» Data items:
# # # # #

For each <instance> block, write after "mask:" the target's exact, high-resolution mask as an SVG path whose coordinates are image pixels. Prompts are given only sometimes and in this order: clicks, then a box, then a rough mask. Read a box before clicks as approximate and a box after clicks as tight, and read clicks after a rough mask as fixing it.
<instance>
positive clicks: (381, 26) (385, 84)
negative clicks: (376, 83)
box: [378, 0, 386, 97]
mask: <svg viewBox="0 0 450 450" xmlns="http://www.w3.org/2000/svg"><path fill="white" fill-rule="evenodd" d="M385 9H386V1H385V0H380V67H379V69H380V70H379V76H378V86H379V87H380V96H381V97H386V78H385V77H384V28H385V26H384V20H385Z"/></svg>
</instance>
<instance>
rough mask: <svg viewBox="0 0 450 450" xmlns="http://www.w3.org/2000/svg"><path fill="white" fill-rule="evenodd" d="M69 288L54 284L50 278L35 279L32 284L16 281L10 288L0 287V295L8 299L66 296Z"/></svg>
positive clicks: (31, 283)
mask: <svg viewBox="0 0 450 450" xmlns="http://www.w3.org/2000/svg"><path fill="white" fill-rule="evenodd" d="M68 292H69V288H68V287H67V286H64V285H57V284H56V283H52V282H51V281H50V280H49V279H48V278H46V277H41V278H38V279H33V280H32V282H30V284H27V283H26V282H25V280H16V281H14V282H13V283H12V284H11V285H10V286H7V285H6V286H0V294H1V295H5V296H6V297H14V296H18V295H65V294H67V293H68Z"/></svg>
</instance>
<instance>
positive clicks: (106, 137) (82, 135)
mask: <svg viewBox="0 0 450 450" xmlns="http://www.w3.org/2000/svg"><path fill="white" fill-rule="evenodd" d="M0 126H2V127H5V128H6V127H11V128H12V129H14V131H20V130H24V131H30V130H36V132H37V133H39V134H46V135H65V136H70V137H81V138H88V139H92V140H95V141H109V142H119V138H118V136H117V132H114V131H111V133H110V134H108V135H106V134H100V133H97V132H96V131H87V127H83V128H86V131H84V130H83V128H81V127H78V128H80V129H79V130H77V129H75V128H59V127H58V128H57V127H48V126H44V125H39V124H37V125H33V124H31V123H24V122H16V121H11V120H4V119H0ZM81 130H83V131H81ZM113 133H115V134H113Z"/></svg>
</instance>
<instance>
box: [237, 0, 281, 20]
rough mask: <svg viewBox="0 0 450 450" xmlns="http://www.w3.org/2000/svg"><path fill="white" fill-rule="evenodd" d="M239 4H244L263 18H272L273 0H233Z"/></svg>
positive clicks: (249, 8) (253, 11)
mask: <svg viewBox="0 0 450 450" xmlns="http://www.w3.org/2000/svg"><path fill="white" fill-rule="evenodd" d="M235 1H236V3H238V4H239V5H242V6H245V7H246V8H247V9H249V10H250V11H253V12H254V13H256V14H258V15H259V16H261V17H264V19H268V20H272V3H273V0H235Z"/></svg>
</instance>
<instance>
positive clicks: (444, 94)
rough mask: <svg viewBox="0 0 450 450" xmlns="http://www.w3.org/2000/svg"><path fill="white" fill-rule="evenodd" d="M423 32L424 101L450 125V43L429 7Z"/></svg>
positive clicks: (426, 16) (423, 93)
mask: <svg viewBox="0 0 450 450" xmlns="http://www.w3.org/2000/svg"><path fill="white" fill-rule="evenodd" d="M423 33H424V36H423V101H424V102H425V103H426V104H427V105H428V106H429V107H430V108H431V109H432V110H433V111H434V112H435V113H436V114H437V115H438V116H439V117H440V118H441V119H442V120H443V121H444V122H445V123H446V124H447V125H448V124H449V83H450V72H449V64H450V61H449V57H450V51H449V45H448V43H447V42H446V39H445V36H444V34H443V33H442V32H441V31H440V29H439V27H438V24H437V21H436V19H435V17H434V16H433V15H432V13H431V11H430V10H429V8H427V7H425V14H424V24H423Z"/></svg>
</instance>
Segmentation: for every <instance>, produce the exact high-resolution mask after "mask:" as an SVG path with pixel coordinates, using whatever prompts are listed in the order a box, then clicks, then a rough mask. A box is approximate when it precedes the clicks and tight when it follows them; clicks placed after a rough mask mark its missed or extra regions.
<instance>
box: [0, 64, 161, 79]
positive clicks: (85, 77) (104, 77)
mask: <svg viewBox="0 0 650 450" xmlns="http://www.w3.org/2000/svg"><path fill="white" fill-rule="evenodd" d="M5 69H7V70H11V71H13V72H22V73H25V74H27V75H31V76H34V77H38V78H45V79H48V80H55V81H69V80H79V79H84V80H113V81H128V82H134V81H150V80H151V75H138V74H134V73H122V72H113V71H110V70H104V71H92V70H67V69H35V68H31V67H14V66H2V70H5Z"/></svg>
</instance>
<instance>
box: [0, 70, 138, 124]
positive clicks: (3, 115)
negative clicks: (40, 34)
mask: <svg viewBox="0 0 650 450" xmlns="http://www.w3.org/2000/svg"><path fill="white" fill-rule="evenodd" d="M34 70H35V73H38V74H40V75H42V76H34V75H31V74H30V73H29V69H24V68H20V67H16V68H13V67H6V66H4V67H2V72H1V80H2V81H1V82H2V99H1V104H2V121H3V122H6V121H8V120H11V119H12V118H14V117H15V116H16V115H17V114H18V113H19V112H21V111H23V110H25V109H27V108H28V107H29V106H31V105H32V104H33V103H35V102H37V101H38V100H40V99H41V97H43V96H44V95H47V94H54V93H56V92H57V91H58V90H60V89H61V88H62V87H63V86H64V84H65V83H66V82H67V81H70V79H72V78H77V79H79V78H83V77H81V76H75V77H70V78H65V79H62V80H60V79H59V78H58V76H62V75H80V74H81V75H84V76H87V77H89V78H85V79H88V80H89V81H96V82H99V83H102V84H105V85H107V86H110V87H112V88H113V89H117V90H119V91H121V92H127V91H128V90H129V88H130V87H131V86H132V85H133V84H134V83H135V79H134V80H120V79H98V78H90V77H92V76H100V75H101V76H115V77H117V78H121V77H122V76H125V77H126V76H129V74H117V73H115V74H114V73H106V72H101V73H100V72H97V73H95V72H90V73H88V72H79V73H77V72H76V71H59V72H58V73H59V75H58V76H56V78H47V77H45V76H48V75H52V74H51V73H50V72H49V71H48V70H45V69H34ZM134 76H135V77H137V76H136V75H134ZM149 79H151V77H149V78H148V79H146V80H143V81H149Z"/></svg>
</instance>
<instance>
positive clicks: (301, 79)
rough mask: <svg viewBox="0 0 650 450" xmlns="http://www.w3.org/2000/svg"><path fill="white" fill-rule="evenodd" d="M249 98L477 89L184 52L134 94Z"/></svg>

# # # # #

» Instructions to follow:
Could you write out all the entries exactly as given?

» Output of the exercise:
For each <instance> block, write after "mask:" the target's exact, high-resolution mask as an SVG path whose coordinates are image pixels. Prompts are given only sometimes and in this order: clicks, then a box, then a rough mask. Read a box before clicks as approximate and a box after clicks as tight, and read clicks after a rough mask as fixing it.
<instance>
positive clicks: (381, 26) (385, 84)
negative clicks: (376, 83)
box: [378, 0, 386, 97]
mask: <svg viewBox="0 0 450 450" xmlns="http://www.w3.org/2000/svg"><path fill="white" fill-rule="evenodd" d="M385 9H386V1H385V0H380V67H379V69H380V70H379V76H378V86H379V87H380V96H381V97H386V78H385V77H384V28H385V26H384V20H385Z"/></svg>
</instance>
<instance>
rough mask: <svg viewBox="0 0 450 450" xmlns="http://www.w3.org/2000/svg"><path fill="white" fill-rule="evenodd" d="M69 288L54 284L50 278L35 279L32 284L16 281L10 288L0 287V295L8 299L66 296Z"/></svg>
positive clicks: (31, 283)
mask: <svg viewBox="0 0 450 450" xmlns="http://www.w3.org/2000/svg"><path fill="white" fill-rule="evenodd" d="M68 292H69V288H68V287H67V286H64V285H57V284H56V283H52V282H51V281H50V280H49V279H48V278H46V277H41V278H38V279H33V280H32V282H30V284H27V283H26V282H25V280H16V281H14V282H13V283H12V284H11V285H10V286H7V285H6V286H0V294H1V295H5V296H6V297H14V296H18V295H65V294H67V293H68Z"/></svg>
</instance>
<instance>
positive clicks: (106, 137) (82, 135)
mask: <svg viewBox="0 0 450 450" xmlns="http://www.w3.org/2000/svg"><path fill="white" fill-rule="evenodd" d="M0 126H2V127H5V128H6V127H11V128H12V129H14V131H20V130H24V131H30V130H36V132H37V133H39V134H46V135H65V136H70V137H81V138H88V139H92V140H95V141H109V142H119V138H118V136H117V132H114V131H111V133H110V134H108V135H106V134H100V133H97V132H96V131H87V127H83V128H86V131H84V130H83V128H81V127H78V128H80V129H79V130H77V129H75V128H59V127H58V128H57V127H48V126H44V125H39V124H37V125H33V124H31V123H24V122H16V121H11V120H4V119H0ZM81 130H83V131H81ZM113 133H115V134H113Z"/></svg>
</instance>
<instance>
box: [237, 0, 281, 20]
rough mask: <svg viewBox="0 0 450 450" xmlns="http://www.w3.org/2000/svg"><path fill="white" fill-rule="evenodd" d="M239 4H244L263 18H272L273 0H233Z"/></svg>
positive clicks: (249, 8) (253, 11)
mask: <svg viewBox="0 0 450 450" xmlns="http://www.w3.org/2000/svg"><path fill="white" fill-rule="evenodd" d="M235 1H236V3H238V4H239V5H242V6H245V7H246V8H247V9H249V10H250V11H253V12H254V13H256V14H258V15H259V16H261V17H264V19H268V20H272V3H273V0H235Z"/></svg>
</instance>
<instance>
positive clicks: (444, 94)
rough mask: <svg viewBox="0 0 450 450" xmlns="http://www.w3.org/2000/svg"><path fill="white" fill-rule="evenodd" d="M423 32L424 101L450 125V43L429 7Z"/></svg>
positive clicks: (426, 16) (423, 93)
mask: <svg viewBox="0 0 450 450" xmlns="http://www.w3.org/2000/svg"><path fill="white" fill-rule="evenodd" d="M423 33H424V36H423V101H424V102H425V103H426V104H427V105H428V106H429V107H430V108H431V109H432V110H433V111H434V112H435V113H436V114H437V115H438V116H439V117H440V118H441V119H442V120H443V121H444V122H445V123H446V124H447V125H448V124H449V83H450V72H449V64H450V61H449V57H450V51H449V45H448V43H447V42H446V39H445V36H444V34H443V33H442V32H441V31H440V29H439V27H438V24H437V21H436V19H435V17H434V16H433V15H432V13H431V11H430V10H429V8H427V7H425V14H424V24H423Z"/></svg>
</instance>
Segmentation: for every <instance>, produce the exact high-resolution mask after "mask:" as an SVG path with pixel coordinates, using whatever prompts are listed in the order a box, then clicks, then a rough mask. A box is approximate when it precedes the clicks and tight when it follows them; clicks placed after a rough mask mark its missed or extra regions.
<instance>
box: [0, 64, 161, 79]
positive clicks: (85, 77) (104, 77)
mask: <svg viewBox="0 0 650 450" xmlns="http://www.w3.org/2000/svg"><path fill="white" fill-rule="evenodd" d="M5 69H7V70H11V71H13V72H22V73H25V74H27V75H31V76H34V77H38V78H45V79H48V80H55V81H69V80H79V79H84V80H113V81H128V82H134V81H150V80H151V75H138V74H134V73H122V72H113V71H110V70H104V71H92V70H67V69H35V68H31V67H14V66H2V70H5Z"/></svg>
</instance>
<instance>
box: [0, 70, 138, 124]
positive clicks: (3, 115)
negative clicks: (40, 34)
mask: <svg viewBox="0 0 650 450" xmlns="http://www.w3.org/2000/svg"><path fill="white" fill-rule="evenodd" d="M34 70H35V73H38V74H40V75H42V76H34V75H31V74H30V73H29V69H24V68H20V67H16V68H13V67H6V66H4V67H2V72H1V80H2V81H1V82H2V99H1V104H2V121H3V122H6V121H8V120H11V119H12V118H14V117H15V116H16V115H17V114H18V113H19V112H21V111H23V110H25V109H27V108H28V107H29V106H31V105H32V104H33V103H35V102H37V101H38V100H40V99H41V97H43V96H44V95H47V94H54V93H56V92H57V91H58V90H60V89H61V88H62V87H63V86H64V84H65V83H66V82H67V81H70V79H72V78H77V79H79V78H83V77H81V76H75V77H70V78H65V79H62V80H60V79H59V78H58V76H62V75H80V74H81V75H84V76H87V77H89V78H85V79H88V80H89V81H96V82H99V83H102V84H105V85H107V86H110V87H112V88H113V89H117V90H119V91H121V92H127V91H128V90H129V88H130V87H131V86H132V85H133V84H134V83H135V79H134V80H120V79H98V78H90V77H92V76H100V75H101V76H115V77H117V78H121V77H122V76H125V77H126V76H129V74H117V73H115V74H114V73H106V72H101V73H100V72H97V73H95V72H90V73H88V72H79V73H77V72H76V71H59V72H58V73H59V75H58V76H56V78H47V77H45V76H48V75H52V74H51V73H50V72H49V71H48V70H45V69H34ZM134 76H135V77H137V76H136V75H134ZM149 79H151V77H149V78H148V79H146V80H143V81H149Z"/></svg>
</instance>
<instance>
positive clicks: (301, 79)
rough mask: <svg viewBox="0 0 650 450" xmlns="http://www.w3.org/2000/svg"><path fill="white" fill-rule="evenodd" d="M249 98L477 89L184 52L134 94Z"/></svg>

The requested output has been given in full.